Dataset excerpts ▸
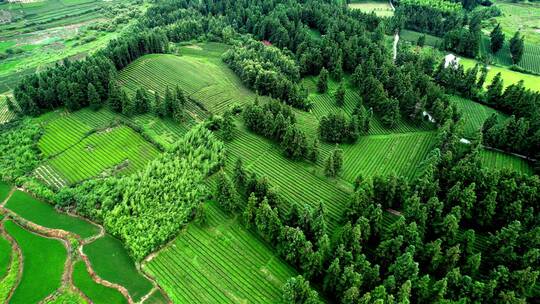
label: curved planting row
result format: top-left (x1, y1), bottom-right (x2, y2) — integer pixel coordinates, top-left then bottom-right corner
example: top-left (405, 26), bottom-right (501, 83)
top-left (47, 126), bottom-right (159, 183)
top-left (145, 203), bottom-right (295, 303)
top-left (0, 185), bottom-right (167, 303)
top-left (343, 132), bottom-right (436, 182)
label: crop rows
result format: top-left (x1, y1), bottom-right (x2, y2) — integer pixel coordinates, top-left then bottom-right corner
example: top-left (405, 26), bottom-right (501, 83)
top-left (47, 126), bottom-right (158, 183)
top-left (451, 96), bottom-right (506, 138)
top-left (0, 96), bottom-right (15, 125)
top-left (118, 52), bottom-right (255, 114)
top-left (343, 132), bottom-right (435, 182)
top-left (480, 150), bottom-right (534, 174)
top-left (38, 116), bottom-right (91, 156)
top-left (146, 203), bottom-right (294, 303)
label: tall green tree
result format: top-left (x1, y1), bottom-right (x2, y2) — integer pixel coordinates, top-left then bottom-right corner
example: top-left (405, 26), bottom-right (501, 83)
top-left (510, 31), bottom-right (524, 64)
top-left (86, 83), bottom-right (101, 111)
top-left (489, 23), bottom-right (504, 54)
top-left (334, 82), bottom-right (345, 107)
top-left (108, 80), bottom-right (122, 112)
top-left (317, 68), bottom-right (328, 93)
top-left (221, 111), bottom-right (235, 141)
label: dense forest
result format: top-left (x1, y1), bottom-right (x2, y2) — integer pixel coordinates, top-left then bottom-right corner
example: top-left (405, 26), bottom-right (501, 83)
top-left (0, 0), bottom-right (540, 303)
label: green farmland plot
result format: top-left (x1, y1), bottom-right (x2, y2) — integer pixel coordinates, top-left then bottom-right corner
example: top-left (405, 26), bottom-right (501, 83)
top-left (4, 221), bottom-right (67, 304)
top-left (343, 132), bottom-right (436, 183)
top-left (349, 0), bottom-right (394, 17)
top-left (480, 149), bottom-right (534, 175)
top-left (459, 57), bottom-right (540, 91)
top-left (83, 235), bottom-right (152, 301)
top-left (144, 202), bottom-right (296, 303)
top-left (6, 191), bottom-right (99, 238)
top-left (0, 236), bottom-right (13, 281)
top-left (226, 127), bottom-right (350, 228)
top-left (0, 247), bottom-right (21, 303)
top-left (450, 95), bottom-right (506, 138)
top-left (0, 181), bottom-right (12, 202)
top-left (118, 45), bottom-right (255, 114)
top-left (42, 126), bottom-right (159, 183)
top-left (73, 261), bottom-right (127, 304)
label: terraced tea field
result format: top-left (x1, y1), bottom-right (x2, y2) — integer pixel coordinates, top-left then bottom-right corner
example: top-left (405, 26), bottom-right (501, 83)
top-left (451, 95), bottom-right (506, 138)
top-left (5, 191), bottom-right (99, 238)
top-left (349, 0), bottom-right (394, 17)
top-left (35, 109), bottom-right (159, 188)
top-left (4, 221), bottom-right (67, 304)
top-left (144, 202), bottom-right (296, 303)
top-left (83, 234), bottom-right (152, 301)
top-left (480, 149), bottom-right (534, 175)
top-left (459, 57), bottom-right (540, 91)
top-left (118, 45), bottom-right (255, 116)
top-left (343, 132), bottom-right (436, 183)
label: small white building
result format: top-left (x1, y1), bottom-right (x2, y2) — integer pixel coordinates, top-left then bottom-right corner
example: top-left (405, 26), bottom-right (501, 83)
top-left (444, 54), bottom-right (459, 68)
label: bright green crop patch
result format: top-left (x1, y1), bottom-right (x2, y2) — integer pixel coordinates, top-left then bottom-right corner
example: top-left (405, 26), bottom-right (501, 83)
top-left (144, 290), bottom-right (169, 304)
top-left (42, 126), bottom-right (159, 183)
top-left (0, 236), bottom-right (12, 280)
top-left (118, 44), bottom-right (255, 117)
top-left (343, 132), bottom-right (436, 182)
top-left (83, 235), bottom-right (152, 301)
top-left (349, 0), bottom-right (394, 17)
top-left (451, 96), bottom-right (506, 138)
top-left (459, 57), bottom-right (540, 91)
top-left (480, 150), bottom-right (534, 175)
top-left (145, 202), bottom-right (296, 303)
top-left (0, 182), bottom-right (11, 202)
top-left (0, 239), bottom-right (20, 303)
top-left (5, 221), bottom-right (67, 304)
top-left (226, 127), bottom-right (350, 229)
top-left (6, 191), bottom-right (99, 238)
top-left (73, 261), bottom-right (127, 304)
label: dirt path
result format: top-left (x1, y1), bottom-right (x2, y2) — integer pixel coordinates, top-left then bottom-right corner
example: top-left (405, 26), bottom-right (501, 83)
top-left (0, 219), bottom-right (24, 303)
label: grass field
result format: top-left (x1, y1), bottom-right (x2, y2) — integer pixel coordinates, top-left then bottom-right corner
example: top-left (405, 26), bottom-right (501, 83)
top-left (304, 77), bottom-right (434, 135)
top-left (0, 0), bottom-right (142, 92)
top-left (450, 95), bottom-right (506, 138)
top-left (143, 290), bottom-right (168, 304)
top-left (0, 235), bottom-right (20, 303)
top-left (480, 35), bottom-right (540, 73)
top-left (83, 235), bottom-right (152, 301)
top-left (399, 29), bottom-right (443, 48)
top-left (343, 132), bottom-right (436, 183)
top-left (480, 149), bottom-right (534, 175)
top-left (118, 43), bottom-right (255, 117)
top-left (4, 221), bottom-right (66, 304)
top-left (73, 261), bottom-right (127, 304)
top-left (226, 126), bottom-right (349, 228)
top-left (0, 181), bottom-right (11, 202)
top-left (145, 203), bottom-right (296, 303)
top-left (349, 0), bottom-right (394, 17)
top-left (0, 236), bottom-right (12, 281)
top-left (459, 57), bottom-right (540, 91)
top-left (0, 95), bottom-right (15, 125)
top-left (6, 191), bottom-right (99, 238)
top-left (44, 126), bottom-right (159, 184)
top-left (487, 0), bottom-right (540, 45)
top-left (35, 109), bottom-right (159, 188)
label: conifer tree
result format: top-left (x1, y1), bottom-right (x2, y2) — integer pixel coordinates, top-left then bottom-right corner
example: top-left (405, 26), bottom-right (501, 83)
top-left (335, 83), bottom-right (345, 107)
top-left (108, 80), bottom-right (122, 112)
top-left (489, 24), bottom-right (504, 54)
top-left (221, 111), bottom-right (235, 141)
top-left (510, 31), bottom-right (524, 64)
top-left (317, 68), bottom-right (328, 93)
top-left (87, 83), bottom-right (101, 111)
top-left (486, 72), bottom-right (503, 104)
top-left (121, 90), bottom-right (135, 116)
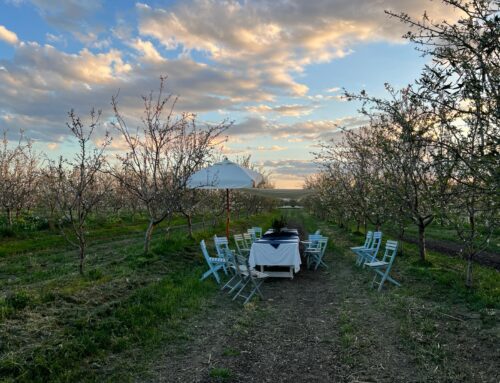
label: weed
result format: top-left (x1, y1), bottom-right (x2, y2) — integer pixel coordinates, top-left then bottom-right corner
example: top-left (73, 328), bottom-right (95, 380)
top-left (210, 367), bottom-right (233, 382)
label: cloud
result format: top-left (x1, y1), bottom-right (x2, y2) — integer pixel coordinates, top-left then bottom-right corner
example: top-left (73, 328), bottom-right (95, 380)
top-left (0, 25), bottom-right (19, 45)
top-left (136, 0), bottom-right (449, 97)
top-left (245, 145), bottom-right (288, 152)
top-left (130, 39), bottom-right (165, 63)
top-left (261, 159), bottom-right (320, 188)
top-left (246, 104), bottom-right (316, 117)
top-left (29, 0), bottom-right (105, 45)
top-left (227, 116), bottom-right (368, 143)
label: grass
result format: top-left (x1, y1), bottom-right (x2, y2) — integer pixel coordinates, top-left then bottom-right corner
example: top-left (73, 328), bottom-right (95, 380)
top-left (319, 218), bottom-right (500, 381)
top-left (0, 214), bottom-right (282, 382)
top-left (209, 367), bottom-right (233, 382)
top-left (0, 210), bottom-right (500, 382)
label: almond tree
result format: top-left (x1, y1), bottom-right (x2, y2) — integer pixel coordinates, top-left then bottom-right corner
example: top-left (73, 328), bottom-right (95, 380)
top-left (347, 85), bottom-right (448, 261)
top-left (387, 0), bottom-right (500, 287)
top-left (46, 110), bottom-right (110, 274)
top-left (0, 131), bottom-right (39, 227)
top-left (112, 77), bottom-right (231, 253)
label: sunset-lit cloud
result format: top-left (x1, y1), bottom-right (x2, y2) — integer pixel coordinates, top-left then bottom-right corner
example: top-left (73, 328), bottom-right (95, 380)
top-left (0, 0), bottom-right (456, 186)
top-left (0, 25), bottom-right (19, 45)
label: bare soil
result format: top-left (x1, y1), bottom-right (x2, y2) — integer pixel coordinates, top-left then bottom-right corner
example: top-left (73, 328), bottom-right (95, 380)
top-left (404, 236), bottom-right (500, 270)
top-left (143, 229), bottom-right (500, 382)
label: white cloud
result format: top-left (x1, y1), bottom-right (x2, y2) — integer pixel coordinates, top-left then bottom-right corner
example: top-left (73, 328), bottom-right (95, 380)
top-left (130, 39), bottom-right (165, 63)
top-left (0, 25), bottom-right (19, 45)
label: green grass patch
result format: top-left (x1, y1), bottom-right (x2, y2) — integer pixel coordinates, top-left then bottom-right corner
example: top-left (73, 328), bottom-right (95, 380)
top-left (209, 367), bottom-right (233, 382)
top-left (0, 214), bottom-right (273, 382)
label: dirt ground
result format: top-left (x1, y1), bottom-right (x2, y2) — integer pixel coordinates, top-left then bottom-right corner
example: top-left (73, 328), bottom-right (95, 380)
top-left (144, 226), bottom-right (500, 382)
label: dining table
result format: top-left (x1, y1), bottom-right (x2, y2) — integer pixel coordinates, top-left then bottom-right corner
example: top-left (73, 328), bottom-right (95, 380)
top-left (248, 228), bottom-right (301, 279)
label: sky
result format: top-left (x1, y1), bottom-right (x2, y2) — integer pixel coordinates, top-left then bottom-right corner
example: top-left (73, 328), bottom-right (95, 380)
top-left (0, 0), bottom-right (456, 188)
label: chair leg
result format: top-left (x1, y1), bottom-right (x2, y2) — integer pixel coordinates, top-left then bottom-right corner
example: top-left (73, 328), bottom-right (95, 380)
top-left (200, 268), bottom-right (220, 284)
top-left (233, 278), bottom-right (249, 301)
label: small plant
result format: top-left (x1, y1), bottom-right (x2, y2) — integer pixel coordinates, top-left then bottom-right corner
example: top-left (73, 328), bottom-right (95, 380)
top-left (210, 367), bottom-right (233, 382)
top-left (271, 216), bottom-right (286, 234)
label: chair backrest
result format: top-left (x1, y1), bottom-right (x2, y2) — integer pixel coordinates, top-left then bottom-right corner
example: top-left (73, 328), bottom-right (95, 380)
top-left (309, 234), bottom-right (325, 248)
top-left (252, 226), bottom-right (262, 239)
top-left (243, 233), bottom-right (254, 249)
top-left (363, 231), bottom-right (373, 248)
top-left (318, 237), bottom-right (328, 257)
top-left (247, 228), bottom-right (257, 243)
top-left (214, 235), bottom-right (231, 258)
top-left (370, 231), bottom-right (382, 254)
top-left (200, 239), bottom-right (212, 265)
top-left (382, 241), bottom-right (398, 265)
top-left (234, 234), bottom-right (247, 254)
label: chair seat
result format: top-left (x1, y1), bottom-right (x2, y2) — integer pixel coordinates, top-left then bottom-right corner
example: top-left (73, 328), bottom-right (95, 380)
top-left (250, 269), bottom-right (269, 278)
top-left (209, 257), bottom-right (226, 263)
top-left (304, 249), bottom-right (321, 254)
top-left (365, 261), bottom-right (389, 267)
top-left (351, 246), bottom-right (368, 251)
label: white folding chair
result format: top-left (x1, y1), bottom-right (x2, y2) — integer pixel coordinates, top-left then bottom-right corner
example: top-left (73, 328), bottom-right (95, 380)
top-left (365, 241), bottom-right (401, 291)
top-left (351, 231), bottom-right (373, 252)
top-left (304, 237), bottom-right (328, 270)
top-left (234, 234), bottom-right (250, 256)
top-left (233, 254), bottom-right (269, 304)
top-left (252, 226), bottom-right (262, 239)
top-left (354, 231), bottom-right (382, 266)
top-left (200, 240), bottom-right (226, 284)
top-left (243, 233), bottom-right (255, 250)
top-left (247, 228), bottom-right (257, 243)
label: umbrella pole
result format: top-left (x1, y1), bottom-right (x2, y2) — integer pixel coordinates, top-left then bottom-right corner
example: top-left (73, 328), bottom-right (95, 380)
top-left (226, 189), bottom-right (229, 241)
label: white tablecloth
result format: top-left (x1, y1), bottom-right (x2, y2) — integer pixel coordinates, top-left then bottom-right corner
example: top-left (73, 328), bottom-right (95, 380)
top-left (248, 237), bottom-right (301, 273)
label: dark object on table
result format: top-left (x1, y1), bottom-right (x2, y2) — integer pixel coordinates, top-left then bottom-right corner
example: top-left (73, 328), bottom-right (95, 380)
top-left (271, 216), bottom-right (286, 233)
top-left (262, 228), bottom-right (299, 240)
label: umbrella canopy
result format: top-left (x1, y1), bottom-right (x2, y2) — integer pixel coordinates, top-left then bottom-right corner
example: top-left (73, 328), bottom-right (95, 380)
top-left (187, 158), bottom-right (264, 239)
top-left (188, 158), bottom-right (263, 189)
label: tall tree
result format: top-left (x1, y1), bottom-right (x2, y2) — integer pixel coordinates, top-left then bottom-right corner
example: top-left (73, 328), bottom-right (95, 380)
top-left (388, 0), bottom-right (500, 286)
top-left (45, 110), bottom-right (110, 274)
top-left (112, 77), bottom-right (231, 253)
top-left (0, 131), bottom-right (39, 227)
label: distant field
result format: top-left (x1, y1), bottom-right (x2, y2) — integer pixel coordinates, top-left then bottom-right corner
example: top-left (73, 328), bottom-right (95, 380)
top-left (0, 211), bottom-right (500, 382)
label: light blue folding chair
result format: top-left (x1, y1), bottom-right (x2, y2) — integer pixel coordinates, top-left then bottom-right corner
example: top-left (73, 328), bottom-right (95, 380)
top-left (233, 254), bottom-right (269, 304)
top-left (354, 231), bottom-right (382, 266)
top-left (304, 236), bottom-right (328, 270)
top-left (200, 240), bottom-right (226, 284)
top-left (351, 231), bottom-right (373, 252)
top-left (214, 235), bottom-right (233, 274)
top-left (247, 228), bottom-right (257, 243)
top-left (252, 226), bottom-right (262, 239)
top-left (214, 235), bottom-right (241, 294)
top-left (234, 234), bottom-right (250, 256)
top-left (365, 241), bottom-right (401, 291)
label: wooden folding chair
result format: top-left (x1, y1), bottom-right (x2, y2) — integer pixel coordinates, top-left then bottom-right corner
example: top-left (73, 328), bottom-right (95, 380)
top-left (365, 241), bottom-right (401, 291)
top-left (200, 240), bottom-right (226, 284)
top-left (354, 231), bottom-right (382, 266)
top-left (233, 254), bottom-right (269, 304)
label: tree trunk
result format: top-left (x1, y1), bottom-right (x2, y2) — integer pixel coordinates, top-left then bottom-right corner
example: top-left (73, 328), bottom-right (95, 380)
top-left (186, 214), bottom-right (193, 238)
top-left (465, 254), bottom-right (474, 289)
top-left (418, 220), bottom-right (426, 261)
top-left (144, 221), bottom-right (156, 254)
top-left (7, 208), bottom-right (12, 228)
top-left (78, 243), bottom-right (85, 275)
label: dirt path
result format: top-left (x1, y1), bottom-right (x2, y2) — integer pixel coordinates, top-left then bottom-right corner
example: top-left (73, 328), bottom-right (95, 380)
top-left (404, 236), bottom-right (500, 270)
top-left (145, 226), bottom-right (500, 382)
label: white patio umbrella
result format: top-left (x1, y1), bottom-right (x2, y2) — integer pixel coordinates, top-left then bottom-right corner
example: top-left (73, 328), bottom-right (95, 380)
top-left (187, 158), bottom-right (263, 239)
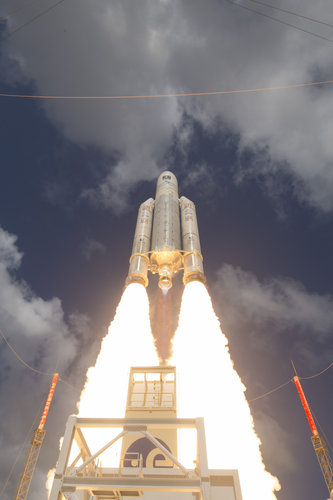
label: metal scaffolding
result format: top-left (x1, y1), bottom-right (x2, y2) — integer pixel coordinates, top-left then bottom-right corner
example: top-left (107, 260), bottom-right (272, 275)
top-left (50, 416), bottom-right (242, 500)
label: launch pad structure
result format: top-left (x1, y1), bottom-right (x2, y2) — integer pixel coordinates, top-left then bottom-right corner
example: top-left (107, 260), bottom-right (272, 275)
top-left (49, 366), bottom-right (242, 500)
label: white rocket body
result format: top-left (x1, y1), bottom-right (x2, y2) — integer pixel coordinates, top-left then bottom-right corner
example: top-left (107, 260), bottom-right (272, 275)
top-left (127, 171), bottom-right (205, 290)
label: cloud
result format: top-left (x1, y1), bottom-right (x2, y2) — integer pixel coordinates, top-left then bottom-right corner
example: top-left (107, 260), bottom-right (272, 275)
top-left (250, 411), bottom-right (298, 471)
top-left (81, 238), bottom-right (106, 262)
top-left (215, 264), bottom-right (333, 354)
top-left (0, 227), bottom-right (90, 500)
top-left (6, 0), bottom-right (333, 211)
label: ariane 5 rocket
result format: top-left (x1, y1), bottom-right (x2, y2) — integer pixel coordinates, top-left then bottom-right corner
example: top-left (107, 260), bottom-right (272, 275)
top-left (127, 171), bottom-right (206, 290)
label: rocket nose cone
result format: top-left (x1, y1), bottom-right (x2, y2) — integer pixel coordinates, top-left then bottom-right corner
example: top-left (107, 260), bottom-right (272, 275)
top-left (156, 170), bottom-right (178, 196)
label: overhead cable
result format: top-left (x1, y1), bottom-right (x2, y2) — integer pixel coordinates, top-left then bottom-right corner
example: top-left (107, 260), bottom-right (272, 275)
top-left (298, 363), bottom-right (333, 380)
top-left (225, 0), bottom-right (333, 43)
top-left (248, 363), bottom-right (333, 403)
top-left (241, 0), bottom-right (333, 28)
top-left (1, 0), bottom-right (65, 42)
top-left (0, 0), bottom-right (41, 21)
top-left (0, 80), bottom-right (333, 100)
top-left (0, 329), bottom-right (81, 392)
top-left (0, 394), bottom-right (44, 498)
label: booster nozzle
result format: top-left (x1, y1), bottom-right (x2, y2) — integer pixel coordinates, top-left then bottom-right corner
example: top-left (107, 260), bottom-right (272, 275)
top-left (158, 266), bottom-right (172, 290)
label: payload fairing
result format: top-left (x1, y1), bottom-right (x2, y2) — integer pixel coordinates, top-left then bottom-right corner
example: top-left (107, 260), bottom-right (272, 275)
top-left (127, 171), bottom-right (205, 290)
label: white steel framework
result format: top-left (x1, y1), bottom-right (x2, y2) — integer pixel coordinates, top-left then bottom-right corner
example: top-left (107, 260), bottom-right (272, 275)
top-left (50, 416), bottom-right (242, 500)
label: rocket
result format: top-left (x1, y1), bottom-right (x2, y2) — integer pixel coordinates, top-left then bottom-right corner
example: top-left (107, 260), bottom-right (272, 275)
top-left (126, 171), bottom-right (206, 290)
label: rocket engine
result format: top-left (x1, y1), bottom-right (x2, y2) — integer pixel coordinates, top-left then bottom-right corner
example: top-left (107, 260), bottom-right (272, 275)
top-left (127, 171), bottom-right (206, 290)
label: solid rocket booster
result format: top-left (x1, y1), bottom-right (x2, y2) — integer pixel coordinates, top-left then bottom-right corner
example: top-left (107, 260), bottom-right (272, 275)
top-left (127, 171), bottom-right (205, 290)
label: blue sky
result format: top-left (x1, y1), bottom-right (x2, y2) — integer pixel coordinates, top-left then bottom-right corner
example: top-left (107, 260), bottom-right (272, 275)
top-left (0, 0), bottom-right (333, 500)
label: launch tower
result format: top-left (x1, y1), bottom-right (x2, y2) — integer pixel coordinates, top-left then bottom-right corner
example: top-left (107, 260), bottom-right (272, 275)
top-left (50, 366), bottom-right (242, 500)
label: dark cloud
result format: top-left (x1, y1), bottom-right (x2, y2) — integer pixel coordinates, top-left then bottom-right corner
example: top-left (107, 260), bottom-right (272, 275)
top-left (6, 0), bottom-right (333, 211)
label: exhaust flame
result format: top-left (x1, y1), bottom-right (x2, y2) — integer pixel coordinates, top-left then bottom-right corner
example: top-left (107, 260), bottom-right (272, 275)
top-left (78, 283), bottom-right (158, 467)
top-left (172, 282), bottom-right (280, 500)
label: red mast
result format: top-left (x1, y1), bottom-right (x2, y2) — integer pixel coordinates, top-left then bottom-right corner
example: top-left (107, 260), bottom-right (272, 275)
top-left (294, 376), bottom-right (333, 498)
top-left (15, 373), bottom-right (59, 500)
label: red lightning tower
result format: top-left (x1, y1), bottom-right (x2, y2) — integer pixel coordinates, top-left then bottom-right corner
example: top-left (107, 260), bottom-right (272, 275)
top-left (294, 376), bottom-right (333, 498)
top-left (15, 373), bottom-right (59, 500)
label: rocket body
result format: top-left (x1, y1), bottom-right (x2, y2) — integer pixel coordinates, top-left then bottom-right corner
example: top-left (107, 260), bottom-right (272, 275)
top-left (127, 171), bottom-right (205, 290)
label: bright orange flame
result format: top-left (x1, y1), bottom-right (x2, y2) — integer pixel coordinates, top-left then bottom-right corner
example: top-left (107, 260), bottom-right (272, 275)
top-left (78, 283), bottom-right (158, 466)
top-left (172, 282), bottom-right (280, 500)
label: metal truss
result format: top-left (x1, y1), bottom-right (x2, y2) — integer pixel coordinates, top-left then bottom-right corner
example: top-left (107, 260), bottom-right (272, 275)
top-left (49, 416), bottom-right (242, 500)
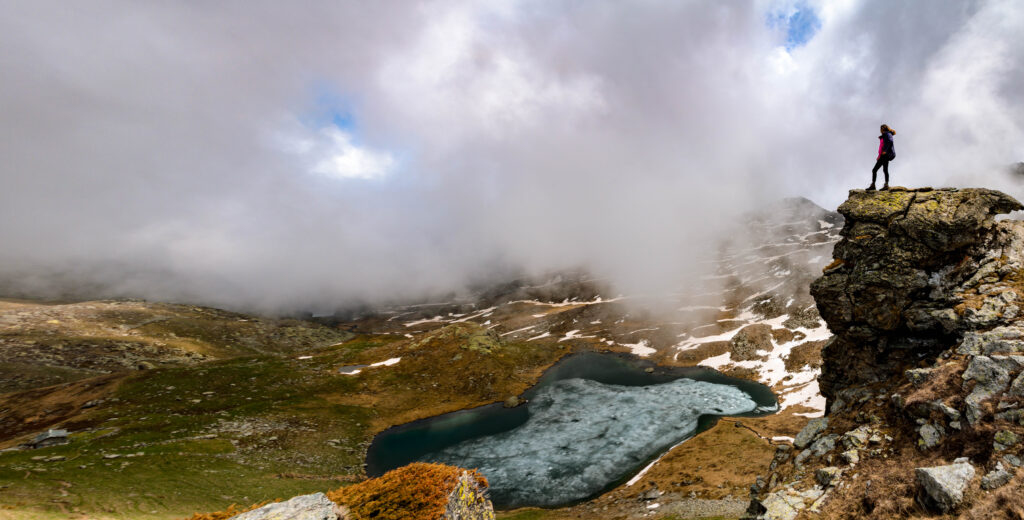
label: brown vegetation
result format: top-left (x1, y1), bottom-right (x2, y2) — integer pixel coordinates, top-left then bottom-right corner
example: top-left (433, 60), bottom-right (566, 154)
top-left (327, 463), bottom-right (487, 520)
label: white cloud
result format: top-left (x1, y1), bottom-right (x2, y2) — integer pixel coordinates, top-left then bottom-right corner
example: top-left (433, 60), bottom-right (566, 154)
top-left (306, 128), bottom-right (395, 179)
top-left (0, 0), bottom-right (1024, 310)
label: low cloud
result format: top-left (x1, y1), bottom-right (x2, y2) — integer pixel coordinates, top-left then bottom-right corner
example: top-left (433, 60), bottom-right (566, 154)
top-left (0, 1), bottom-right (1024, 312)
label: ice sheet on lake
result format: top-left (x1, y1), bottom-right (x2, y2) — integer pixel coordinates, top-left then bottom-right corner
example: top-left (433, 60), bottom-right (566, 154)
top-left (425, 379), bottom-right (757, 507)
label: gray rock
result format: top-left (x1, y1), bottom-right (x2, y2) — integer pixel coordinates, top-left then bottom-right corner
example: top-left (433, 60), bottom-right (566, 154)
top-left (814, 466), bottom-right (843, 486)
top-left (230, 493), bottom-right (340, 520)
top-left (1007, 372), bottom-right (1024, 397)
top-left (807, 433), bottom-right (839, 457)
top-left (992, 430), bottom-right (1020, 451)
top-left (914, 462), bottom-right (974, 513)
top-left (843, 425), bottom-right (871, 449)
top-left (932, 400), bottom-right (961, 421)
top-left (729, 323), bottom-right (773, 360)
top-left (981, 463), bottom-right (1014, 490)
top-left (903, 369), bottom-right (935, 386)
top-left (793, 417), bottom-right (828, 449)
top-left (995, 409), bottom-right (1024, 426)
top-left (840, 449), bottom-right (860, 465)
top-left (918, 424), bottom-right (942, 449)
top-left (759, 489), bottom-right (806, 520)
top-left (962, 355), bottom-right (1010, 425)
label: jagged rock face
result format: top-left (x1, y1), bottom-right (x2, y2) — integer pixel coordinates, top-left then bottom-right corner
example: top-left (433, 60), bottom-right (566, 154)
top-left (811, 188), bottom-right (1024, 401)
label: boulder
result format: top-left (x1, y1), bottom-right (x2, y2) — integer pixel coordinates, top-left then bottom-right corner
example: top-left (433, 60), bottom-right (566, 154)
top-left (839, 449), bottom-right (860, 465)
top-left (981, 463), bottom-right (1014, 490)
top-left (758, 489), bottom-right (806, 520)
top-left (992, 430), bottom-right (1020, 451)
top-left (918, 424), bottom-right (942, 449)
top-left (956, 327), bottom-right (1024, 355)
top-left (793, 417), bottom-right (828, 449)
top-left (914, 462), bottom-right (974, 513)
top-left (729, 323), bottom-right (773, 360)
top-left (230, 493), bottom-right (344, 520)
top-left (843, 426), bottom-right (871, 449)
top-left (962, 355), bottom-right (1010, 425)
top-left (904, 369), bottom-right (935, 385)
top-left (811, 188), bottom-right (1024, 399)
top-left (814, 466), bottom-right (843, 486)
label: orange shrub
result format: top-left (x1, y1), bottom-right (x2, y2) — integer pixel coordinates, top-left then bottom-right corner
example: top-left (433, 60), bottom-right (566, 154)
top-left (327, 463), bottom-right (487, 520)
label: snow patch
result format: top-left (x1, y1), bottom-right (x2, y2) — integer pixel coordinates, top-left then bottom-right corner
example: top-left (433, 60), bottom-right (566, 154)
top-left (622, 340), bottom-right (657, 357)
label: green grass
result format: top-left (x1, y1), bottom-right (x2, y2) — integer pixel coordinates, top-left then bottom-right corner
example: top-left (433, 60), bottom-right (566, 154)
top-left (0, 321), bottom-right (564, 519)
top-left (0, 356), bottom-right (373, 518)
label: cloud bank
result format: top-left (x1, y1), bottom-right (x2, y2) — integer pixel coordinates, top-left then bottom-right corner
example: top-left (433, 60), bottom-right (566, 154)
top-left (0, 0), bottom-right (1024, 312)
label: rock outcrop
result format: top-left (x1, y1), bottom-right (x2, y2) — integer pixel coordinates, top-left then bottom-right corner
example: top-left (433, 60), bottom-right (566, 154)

Stated task ▸ Reproduce verbatim the lines above, starting with the line that contains "label: dining table" and ending with the line that contains "top-left (233, 278), bottom-right (249, 301)", both included.

The result ▸
label: dining table
result format: top-left (x1, y1), bottom-right (x2, y2) — integer pixel coordinates, top-left then bottom-right corner
example: top-left (73, 328), bottom-right (95, 380)
top-left (248, 228), bottom-right (301, 279)
label: sky
result format: top-left (x1, y1), bottom-right (x2, y2) — integer pixel coordinates, top-left then bottom-right corner
example: top-left (73, 328), bottom-right (95, 380)
top-left (0, 0), bottom-right (456, 188)
label: chair leg
result format: top-left (x1, y1), bottom-right (x2, y2) — integer pixel coordinates, top-left then bottom-right corner
example: top-left (73, 328), bottom-right (95, 380)
top-left (200, 268), bottom-right (220, 284)
top-left (233, 278), bottom-right (249, 301)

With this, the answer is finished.